<<<<
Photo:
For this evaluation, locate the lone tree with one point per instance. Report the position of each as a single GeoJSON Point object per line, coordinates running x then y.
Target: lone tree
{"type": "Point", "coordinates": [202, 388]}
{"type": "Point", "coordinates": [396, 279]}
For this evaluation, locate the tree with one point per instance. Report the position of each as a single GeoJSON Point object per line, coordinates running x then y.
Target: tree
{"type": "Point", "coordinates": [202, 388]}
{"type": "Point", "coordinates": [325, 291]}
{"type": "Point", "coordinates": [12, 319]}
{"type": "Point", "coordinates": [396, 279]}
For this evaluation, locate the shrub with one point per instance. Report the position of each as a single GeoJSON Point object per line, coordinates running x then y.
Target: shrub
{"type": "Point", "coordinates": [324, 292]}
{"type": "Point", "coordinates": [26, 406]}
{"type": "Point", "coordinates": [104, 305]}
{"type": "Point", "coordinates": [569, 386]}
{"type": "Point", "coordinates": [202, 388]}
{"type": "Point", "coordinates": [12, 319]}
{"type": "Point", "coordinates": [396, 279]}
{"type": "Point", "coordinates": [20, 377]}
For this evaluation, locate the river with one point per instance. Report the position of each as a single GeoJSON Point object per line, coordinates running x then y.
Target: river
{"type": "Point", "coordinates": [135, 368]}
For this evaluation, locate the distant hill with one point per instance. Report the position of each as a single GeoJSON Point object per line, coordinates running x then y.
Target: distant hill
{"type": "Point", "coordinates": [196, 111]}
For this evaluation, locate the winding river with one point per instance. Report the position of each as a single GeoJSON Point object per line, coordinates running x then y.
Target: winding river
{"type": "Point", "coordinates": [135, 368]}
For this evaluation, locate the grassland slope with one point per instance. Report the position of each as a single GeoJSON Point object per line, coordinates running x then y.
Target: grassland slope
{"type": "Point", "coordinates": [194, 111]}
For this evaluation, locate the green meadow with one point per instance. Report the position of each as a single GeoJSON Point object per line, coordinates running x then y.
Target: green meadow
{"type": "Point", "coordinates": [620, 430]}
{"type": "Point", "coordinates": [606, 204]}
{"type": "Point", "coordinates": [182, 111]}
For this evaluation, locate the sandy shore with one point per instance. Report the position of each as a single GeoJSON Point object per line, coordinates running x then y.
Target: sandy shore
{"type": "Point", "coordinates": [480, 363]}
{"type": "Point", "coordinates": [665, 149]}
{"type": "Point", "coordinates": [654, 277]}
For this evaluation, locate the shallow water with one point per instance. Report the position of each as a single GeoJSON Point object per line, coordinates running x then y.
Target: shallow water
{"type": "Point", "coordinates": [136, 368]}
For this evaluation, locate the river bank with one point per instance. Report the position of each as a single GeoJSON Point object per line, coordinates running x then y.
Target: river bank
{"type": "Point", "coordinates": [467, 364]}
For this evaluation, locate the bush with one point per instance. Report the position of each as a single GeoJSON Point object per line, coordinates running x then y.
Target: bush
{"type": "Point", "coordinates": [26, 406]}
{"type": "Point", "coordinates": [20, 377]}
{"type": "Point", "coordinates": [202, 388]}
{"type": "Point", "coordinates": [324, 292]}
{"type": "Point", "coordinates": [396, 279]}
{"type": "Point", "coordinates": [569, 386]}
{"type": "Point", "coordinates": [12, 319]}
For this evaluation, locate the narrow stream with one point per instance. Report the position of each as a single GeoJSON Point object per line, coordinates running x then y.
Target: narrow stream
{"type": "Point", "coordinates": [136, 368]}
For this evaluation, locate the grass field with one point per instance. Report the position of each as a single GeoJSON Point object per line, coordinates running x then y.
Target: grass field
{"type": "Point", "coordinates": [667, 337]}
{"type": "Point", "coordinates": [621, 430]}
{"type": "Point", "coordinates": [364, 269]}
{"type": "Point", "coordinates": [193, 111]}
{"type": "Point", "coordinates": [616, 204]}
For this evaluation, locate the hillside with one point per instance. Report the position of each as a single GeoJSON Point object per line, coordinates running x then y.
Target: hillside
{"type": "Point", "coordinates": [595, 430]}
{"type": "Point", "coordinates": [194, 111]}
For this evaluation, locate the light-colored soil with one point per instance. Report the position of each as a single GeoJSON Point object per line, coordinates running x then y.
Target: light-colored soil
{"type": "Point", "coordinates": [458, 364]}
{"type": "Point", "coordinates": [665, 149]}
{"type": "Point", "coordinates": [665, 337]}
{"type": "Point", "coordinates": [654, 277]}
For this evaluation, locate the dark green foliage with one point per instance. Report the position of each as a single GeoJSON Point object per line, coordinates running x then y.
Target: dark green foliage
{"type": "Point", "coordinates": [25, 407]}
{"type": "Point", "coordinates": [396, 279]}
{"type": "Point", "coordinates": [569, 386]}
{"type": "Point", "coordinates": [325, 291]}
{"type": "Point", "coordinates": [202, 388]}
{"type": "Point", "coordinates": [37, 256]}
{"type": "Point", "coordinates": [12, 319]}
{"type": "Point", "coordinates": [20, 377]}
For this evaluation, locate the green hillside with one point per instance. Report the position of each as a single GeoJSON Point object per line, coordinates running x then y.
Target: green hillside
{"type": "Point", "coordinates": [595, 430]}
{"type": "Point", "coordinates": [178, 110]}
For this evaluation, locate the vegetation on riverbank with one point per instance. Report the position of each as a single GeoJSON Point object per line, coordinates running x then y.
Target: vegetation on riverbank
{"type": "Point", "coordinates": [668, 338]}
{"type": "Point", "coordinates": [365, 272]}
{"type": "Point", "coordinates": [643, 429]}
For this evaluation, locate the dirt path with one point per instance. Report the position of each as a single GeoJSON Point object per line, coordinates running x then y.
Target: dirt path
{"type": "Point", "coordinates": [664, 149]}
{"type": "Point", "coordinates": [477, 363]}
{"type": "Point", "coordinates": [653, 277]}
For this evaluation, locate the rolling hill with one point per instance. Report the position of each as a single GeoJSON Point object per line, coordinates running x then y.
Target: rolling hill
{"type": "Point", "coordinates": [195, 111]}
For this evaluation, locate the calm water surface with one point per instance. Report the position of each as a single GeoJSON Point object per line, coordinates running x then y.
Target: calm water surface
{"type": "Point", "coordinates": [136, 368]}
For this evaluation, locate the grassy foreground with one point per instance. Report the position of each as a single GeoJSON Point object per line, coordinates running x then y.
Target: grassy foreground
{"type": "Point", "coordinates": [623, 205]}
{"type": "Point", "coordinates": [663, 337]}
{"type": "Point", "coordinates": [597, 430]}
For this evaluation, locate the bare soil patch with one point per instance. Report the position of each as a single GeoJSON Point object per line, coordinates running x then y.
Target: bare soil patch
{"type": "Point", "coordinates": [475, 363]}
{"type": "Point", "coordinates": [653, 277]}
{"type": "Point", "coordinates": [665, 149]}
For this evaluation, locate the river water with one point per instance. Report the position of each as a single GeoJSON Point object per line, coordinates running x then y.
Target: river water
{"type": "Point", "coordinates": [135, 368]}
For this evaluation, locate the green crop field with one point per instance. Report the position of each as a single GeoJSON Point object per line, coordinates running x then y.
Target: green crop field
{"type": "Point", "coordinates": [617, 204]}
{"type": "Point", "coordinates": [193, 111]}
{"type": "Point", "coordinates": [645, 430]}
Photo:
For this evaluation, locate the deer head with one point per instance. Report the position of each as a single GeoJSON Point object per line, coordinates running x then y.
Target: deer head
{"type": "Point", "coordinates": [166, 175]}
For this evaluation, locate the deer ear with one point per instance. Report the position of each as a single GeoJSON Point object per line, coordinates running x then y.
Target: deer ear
>>>>
§ **What you have to do**:
Give an exact repetition of all the material.

§ **Task answer**:
Photo:
For this evaluation, locate the lone tree with one point per instance. Report the position of each as a single GeoJSON Point object per line, coordinates running x then y.
Target: lone tree
{"type": "Point", "coordinates": [202, 388]}
{"type": "Point", "coordinates": [396, 279]}
For this evaluation, locate the tree with one point per instance. Report the position of each as a single GeoJSON Point object per line, coordinates running x then y.
Target: tree
{"type": "Point", "coordinates": [202, 388]}
{"type": "Point", "coordinates": [325, 291]}
{"type": "Point", "coordinates": [12, 319]}
{"type": "Point", "coordinates": [396, 279]}
For this evaluation, locate the shrub with one point per instance. Report the position of each as a single GeoJSON Point object per line, coordinates running x then y.
Target: shrub
{"type": "Point", "coordinates": [324, 292]}
{"type": "Point", "coordinates": [26, 406]}
{"type": "Point", "coordinates": [104, 305]}
{"type": "Point", "coordinates": [569, 386]}
{"type": "Point", "coordinates": [202, 388]}
{"type": "Point", "coordinates": [12, 319]}
{"type": "Point", "coordinates": [396, 279]}
{"type": "Point", "coordinates": [20, 377]}
For this evaluation, locate the river with one point per instance. Report the position of each as a single GeoJSON Point object per line, coordinates running x then y.
Target: river
{"type": "Point", "coordinates": [135, 368]}
For this evaluation, locate the distant hill with one point per instance. Report the position of each as a single GeoJSON Point object per line, coordinates running x then y.
Target: distant hill
{"type": "Point", "coordinates": [196, 111]}
For this evaluation, locate the winding river with one point per instance. Report the position of each as a single GeoJSON Point object per line, coordinates running x then y.
Target: winding river
{"type": "Point", "coordinates": [135, 368]}
For this evaluation, locate the grassland slope with one point per instance. Report the position of each as a single GeoJSON Point object per line, coordinates running x then y.
Target: grassland slope
{"type": "Point", "coordinates": [194, 111]}
For this evaluation, locate the green meadow with one point per instance. Report the position of each as a single GeoJSON Point object per line, coordinates running x then y.
Target: green meadow
{"type": "Point", "coordinates": [620, 430]}
{"type": "Point", "coordinates": [606, 204]}
{"type": "Point", "coordinates": [182, 111]}
For this evaluation, locate the sandy shore with one point per instance. Report the position of each as a single GeoJSON Point object per line, coordinates running x then y.
Target: sandy shore
{"type": "Point", "coordinates": [480, 363]}
{"type": "Point", "coordinates": [665, 149]}
{"type": "Point", "coordinates": [654, 277]}
For this evaluation, locate the shallow water with one point per instance. Report the position of each as a single GeoJSON Point object per line, coordinates running x then y.
Target: shallow water
{"type": "Point", "coordinates": [136, 368]}
For this evaluation, locate the river bank with one point per instance. Report the position of each as a single GeoJSON Point object per line, coordinates running x then y.
Target: river bank
{"type": "Point", "coordinates": [467, 364]}
For this evaluation, locate the bush with one point per instance. Report the position of each as a single GeoJSON Point object per line, coordinates running x then y.
Target: bush
{"type": "Point", "coordinates": [26, 406]}
{"type": "Point", "coordinates": [20, 377]}
{"type": "Point", "coordinates": [202, 388]}
{"type": "Point", "coordinates": [324, 292]}
{"type": "Point", "coordinates": [396, 279]}
{"type": "Point", "coordinates": [569, 386]}
{"type": "Point", "coordinates": [12, 319]}
For this evaluation, locate the narrow stream with one point per instance. Report the position of each as a single GeoJSON Point object per line, coordinates running x then y.
Target: narrow stream
{"type": "Point", "coordinates": [136, 368]}
For this evaluation, locate the grass field with one point per instance. Report the position of each as a single GeoJSON Point object per line, coordinates running x then y.
Target: grass field
{"type": "Point", "coordinates": [667, 337]}
{"type": "Point", "coordinates": [621, 430]}
{"type": "Point", "coordinates": [364, 269]}
{"type": "Point", "coordinates": [193, 111]}
{"type": "Point", "coordinates": [616, 204]}
For this evaluation, locate the hillside with one point per instance. Report the position of each as a single GeoJSON Point object per line, coordinates running x then y.
Target: hillside
{"type": "Point", "coordinates": [595, 430]}
{"type": "Point", "coordinates": [194, 111]}
For this evaluation, locate the light-colored soil with one point per instance. Report the position of each as a single GeoJSON Point object per line, coordinates running x then y.
Target: light-colored soil
{"type": "Point", "coordinates": [458, 364]}
{"type": "Point", "coordinates": [665, 149]}
{"type": "Point", "coordinates": [665, 337]}
{"type": "Point", "coordinates": [654, 277]}
For this evaluation, locate the dark green foliage with one point per instance. Report the position of each as a single GeoJSON Point object per line, coordinates running x then y.
Target: dark green foliage
{"type": "Point", "coordinates": [25, 407]}
{"type": "Point", "coordinates": [396, 279]}
{"type": "Point", "coordinates": [569, 386]}
{"type": "Point", "coordinates": [325, 291]}
{"type": "Point", "coordinates": [202, 388]}
{"type": "Point", "coordinates": [37, 256]}
{"type": "Point", "coordinates": [12, 319]}
{"type": "Point", "coordinates": [20, 377]}
For this evaluation, locate the green hillside with one point per instance. Report the position of each as a single GeoJSON Point object per line, coordinates running x then y.
Target: green hillside
{"type": "Point", "coordinates": [595, 430]}
{"type": "Point", "coordinates": [178, 110]}
For this evaluation, locate the vegetation on riverbank with one point per instance. Report the position of each as a single GeoJSON Point object per line, coordinates running x then y.
Target: vegetation on riverbank
{"type": "Point", "coordinates": [668, 338]}
{"type": "Point", "coordinates": [365, 272]}
{"type": "Point", "coordinates": [643, 429]}
For this evaluation, locate the dirt path with one point per instance. Report the position of each as a single GeoJSON Point object per line, coordinates running x then y.
Target: dirt path
{"type": "Point", "coordinates": [664, 149]}
{"type": "Point", "coordinates": [477, 363]}
{"type": "Point", "coordinates": [653, 277]}
For this evaluation, locate the rolling hill with one point per instance. Report the position of each as a single GeoJSON Point object per line, coordinates running x then y.
Target: rolling hill
{"type": "Point", "coordinates": [195, 111]}
For this evaluation, locate the calm water surface with one point per instance. Report the position of each as a single GeoJSON Point object per line, coordinates running x then y.
Target: calm water surface
{"type": "Point", "coordinates": [136, 368]}
For this evaluation, locate the grassy foreground with one point per instance. Report the position of each as a single GeoJSON Point object per line, coordinates running x then y.
Target: grassy foreground
{"type": "Point", "coordinates": [623, 205]}
{"type": "Point", "coordinates": [663, 337]}
{"type": "Point", "coordinates": [597, 430]}
For this evaluation, locate the bare soil patch with one point per instance. Report the position of each as a single GeoJSON Point object per line, coordinates running x then y.
Target: bare soil patch
{"type": "Point", "coordinates": [475, 363]}
{"type": "Point", "coordinates": [653, 277]}
{"type": "Point", "coordinates": [665, 149]}
For this evaluation, locate the river water with one point per instance. Report the position of each as a single GeoJSON Point object per line, coordinates running x then y.
Target: river water
{"type": "Point", "coordinates": [135, 368]}
For this evaluation, locate the green crop field with one point per instance. Report the position of each as a single GeoJSON Point object per line, coordinates running x then y.
Target: green crop field
{"type": "Point", "coordinates": [617, 204]}
{"type": "Point", "coordinates": [193, 111]}
{"type": "Point", "coordinates": [645, 430]}
Photo:
For this evaluation, locate the deer head with one point per instance. Report the position of each as a single GeoJSON Point object per line, coordinates running x then y.
Target: deer head
{"type": "Point", "coordinates": [166, 175]}
For this evaluation, locate the deer ear with one point per instance. Report the position of each as a single GeoJSON Point object per line, coordinates running x then y.
Target: deer ear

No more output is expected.